- [AUFGABEN]
- A) Fasse im Artikel über die Sonnenberger Burg den Absatz, der mit „Bauarbeiter, Architekt und schließlich“ beginnt, in einer kurzen Stichpunktliste zusammen, ohne seine wesentlichen Fakten zu verlieren.
- B) Schreibe den Artikel über die Sonnenberger Burg im Anschluss an seinen letzten Satz weiter.

- [AUSGANGSTEXT]
────────────────────────────────────────
Wehrmauer unter Abfall entdeckt
Den Fund in der mittelalterlichen Sonnenberger Burg stufen Experten als bedeutend ein

Von Waltraut Rohloff

Bauarbeiter, Architekt und schließlich auch die Denkmalschützer rieben sich überrascht die Augen: Unter teils schon verrottetem Abfall, zerbrochenem Geschirr, Weinflaschen und Blechtöpfen lag die mittelalterliche Mauer der Sonnenberger Burg. Die etwa zwei Meter hohe Müllkippe des Burgrestaurants war im Lauf des 20. Jahrhunderts über Jahrzehnte hinweg entstanden. Sie wurde jetzt im Zuge der Sanierung der Ringmauer entlang der Straße am Schloßberg abgetragen.

„Die Baugeschichte der Burg muß neu geschrieben werden", sagen Architekt Claus Giel und Bauhistoriker Hans-Hermann Reck. Die bisherige Forschung war geprägt von einer einzigen Arbeit zu der Burgruine, einem Aufsatz von R. Bonte aus dem Jahr 1901.

Reck ging zwar ohnehin davon aus, daß die Aussagen Bontes zur Baugeschichte eher Vermutungen waren. Die jetzigen Untersuchungen hätten indes eindeutig bewiesen, daß Bonte in einigen Punkten „falsch" lag.

Alle bisherigen Publikationen nahmen an, daß die Bruchsteinmauer östlich des Bergfrieds dem Verlauf der mittelalterlichen Ringmauer folgt. Die nun entdeckte mittelalterliche Wehrmauer verläuft jedoch schräg dahinter und dann weiter quer durch die Palasruine. Dies erklärt jetzt auch die „eigenartige Schrägstellung des östlichen Palasteils", erläuterte Hans-Hermann Reck bei einem Ortstermin. Der Bauhistoriker vermutet deshalb, daß dieser Teil des Palas vielleicht erst im 16. Jahrhundert rechtwinkelig vor die Burgmauer gesetzt wurde. „In jedem Fall aber zu einer Zeit, in der der Wehrcharakter der Burg nicht mehr im Vordergrund stand", ist Reck überzeugt.
────────────────────────────────────────
Datensätze zur Positionsannotation:
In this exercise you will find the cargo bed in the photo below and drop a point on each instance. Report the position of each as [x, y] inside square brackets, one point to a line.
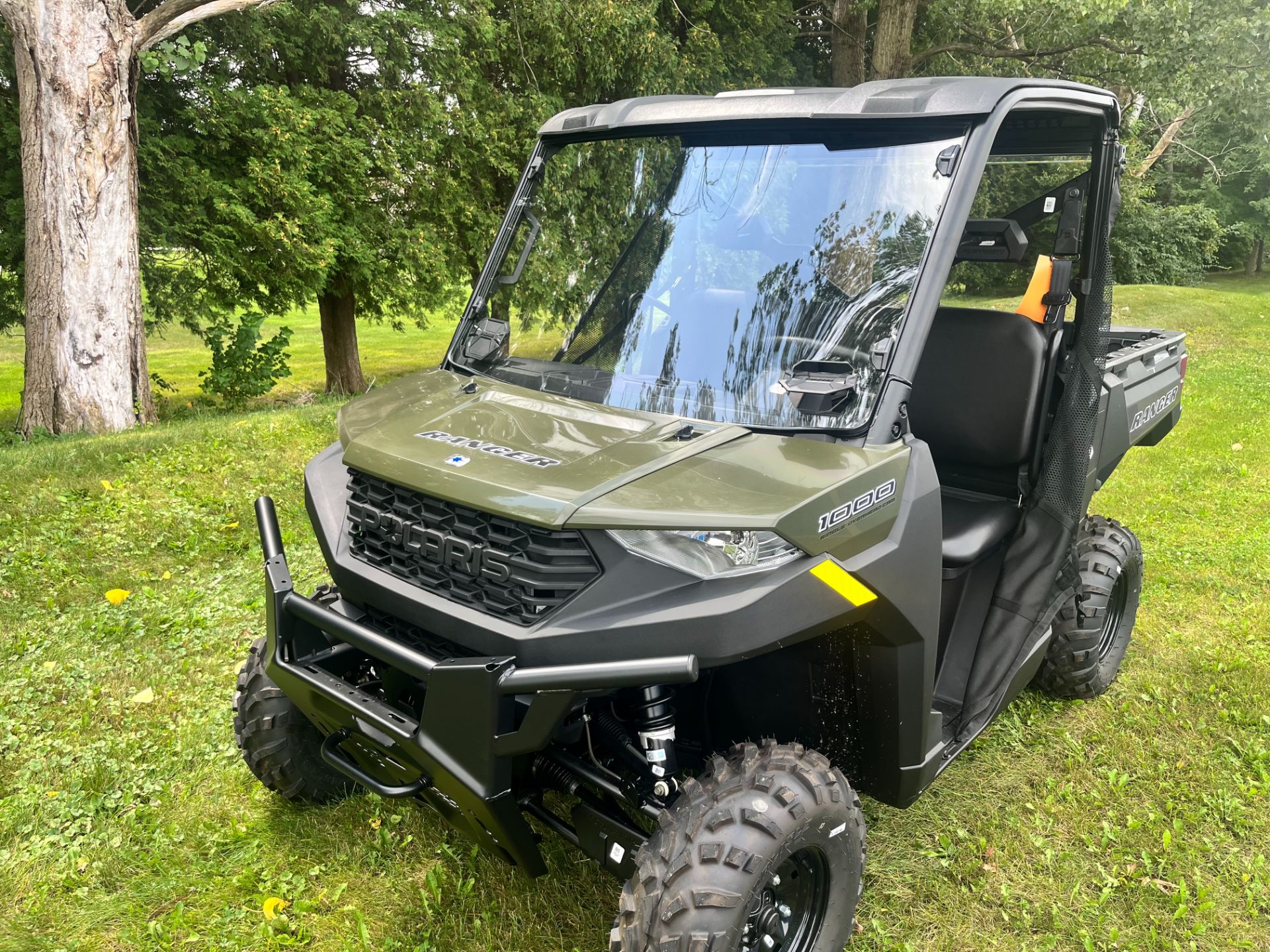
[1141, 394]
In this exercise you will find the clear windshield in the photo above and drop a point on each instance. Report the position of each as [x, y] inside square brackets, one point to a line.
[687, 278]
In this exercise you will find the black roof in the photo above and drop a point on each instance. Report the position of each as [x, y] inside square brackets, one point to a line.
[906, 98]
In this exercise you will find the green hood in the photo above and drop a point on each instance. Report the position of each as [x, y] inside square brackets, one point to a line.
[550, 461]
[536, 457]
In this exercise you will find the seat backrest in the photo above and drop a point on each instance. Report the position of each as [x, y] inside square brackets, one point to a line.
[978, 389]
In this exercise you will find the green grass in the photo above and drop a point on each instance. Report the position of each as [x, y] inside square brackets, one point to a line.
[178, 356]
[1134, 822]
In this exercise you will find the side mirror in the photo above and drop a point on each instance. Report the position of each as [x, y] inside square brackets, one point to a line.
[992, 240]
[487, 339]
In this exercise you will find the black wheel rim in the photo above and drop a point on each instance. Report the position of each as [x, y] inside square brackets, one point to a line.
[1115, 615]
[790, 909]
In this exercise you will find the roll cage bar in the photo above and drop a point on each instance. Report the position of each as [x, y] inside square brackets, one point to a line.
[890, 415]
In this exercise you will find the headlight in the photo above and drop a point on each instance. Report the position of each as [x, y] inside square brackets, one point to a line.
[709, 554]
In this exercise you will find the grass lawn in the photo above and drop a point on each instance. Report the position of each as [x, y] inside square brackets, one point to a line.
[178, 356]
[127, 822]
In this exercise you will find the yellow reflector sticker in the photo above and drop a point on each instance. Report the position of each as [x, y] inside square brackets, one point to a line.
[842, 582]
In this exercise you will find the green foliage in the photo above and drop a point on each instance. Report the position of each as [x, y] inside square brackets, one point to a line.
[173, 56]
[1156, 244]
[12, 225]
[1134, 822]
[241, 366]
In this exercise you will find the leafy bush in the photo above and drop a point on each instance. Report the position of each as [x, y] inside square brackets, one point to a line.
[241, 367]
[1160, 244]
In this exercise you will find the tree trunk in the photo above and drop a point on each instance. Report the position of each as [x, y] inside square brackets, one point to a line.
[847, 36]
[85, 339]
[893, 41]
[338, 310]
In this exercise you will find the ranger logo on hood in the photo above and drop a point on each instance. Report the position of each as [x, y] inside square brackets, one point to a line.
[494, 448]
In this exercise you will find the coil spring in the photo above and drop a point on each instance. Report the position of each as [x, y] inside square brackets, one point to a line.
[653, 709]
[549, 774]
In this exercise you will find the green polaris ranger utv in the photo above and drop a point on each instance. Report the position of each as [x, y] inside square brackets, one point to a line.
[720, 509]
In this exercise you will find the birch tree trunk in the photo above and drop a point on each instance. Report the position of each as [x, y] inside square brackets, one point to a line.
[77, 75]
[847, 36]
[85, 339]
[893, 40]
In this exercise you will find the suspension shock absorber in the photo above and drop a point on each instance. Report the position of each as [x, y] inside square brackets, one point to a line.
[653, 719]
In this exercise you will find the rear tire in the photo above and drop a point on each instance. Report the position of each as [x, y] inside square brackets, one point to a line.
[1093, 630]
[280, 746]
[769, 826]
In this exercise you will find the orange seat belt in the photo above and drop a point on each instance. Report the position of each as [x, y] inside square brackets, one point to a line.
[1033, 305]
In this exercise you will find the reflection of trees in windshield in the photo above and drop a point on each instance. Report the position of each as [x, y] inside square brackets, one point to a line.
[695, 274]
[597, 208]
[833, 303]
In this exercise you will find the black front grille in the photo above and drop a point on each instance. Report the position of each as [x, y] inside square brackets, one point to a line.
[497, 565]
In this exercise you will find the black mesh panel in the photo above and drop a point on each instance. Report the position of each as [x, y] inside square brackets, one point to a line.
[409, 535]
────────────────────────────────────────
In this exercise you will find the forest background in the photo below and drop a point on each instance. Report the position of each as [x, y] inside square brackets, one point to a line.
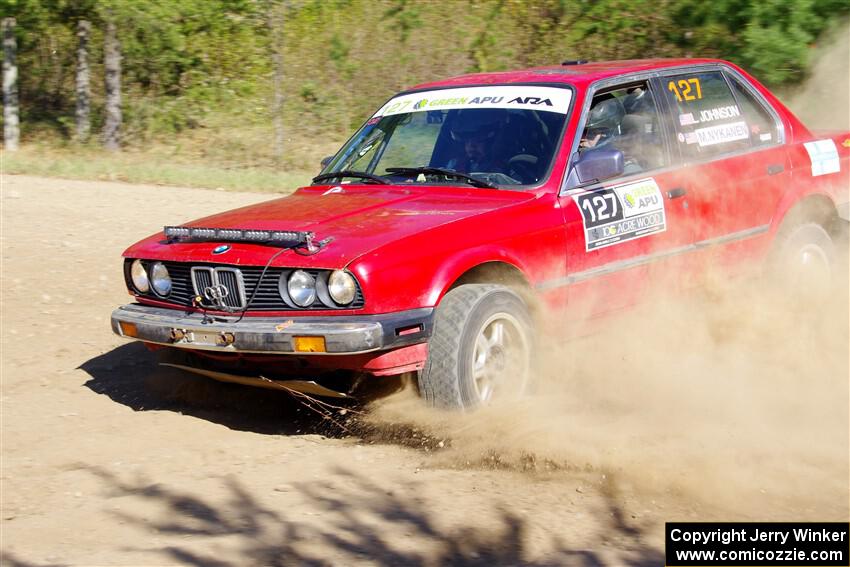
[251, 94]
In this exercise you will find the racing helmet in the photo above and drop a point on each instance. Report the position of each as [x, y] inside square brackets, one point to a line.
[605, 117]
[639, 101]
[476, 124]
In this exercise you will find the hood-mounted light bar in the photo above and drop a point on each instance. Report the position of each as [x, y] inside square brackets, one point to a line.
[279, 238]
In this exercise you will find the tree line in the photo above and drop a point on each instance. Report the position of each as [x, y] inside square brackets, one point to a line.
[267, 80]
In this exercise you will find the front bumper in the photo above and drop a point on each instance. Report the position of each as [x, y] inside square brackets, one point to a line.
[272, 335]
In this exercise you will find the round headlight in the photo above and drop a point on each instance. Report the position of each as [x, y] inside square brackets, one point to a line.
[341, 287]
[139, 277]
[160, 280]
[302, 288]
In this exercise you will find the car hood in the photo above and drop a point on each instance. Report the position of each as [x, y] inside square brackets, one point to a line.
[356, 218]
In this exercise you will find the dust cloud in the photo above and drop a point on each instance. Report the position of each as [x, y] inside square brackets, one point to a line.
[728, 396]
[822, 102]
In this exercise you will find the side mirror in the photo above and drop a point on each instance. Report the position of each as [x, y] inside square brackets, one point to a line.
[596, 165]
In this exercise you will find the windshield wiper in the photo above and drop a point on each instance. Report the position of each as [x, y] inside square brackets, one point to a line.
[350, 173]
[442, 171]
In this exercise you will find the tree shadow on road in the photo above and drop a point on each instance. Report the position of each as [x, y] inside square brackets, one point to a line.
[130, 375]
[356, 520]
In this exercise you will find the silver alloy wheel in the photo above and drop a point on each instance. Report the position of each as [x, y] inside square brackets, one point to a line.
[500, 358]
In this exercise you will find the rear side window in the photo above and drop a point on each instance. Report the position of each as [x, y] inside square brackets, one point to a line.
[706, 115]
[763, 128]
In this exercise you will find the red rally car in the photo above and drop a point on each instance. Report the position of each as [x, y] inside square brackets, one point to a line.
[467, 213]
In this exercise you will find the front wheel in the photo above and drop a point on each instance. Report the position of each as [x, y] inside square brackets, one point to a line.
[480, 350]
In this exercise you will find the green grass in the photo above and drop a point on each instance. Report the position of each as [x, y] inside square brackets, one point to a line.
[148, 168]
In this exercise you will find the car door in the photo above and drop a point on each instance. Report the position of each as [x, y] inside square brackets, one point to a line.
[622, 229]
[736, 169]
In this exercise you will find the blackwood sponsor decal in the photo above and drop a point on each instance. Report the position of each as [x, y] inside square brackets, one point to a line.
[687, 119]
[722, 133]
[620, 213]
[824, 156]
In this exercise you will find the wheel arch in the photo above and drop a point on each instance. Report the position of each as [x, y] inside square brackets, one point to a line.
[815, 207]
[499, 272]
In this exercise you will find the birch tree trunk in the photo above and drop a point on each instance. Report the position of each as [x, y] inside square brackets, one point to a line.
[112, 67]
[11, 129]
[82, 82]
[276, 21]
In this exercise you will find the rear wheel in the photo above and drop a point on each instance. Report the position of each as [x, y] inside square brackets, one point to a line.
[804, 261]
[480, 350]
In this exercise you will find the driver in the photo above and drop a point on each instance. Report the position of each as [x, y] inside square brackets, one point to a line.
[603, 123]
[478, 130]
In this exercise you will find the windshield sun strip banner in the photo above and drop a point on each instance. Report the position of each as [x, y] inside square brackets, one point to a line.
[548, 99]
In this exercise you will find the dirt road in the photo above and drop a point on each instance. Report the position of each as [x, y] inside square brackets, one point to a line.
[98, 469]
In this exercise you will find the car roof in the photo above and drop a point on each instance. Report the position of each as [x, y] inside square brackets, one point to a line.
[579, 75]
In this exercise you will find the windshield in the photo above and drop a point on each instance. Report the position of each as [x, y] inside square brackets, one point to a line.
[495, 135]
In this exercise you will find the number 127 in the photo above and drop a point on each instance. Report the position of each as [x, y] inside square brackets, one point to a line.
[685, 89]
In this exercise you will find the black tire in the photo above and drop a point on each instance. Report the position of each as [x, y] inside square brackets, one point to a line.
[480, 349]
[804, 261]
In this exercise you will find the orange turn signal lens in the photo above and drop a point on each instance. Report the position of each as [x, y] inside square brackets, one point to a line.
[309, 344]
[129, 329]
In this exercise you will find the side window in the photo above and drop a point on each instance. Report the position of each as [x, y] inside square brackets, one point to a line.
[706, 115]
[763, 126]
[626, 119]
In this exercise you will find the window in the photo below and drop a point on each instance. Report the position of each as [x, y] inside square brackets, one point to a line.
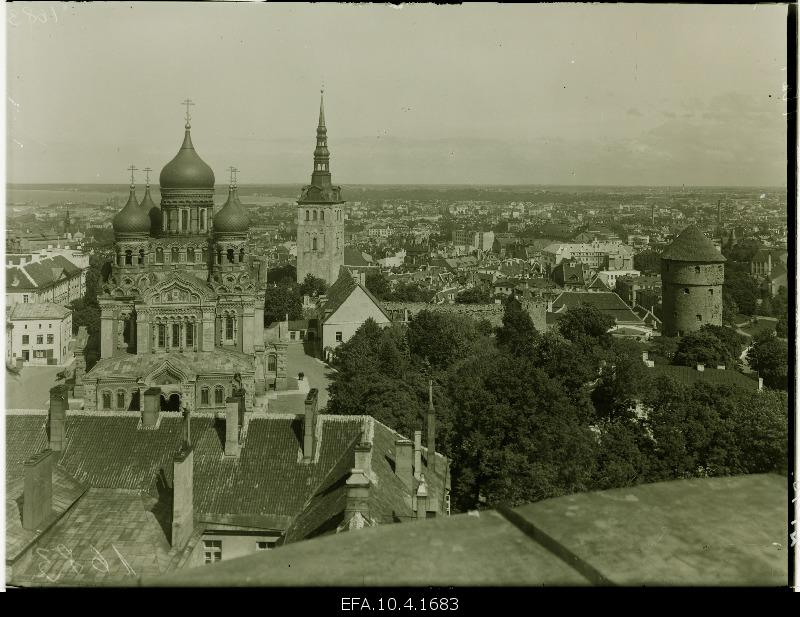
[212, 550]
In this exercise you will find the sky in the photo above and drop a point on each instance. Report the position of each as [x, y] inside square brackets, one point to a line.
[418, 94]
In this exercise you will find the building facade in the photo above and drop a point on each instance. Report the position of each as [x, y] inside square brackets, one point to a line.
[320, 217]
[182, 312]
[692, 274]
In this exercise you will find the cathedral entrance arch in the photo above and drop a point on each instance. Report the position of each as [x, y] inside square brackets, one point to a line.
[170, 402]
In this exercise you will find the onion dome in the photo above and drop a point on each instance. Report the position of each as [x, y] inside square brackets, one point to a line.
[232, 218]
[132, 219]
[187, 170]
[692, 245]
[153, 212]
────────────────────────────────────────
- [ENDERGEBNISSE]
- A)
- Unter teils verrottetem Abfall, zerbrochenem Geschirr, Weinflaschen und Blechtöpfen lag die mittelalterliche Mauer der Sonnenberger Burg, zur Überraschung von Bauarbeitern, Architekt und Denkmalschützern.
- Die etwa zwei Meter hohe Müllkippe des Burgrestaurants war im 20. Jahrhundert über Jahrzehnte entstanden.
- Sie wurde jetzt bei der Sanierung der Ringmauer entlang der Straße am Schloßberg abgetragen.

- B)
Für Kultur- und Hochbaudezernentin Rita Thies (Die Grünen) steht nach dem Fund nun fest: Die in der zweiten Hälfte des 19. Jahrhunderts gesetzte Bruchsteinmauer sei zwar auch Geschichte, sie solle aber weg, um den Blick auf die Wehrmauer freizugeben.

Wehrmauer Sonnenberg

Wiedergefunden: die Wehrmauer der Burg Sonnenberg.

600.000 Euro für Sanierung

Auch bei der Untersuchung der Ringmauer oberhalb des Restaurants und des Bergfrieds sind die mit der Sanierung befaßten Experten auf neue Erkenntnisse gestoßen. Beispielsweise die, daß zumindest die Ummauerung der Burg ursprünglich verputzt war. Die Fugen zwischen den Bruchsteinen der Ostseite des Bergfrieds waren hingegen großflächig mit Mörtel überdeckt, die Steine aber sichtbar. Was es mit dem Unterschied auf sich hat, ist laut Reck noch nicht geklärt. Die aufwendigen Untersuchungen und überraschenden Funde haben dazu geführt, daß das Gerüst am Bergfried länger stehen bleiben wird als geplant. Das Restaurierungskonzept des Bergfrieds sieht vor, daß der Turm nur teilverputzt wird. 600.000 Euro hat die Stadt für die Sanierung bislang eingeplant; das Landesamt für Denkmalpflege hat wegen der überraschenden Entdeckungen einen Zuschuß über weitere 100.000 Euro in Aussicht gestellt.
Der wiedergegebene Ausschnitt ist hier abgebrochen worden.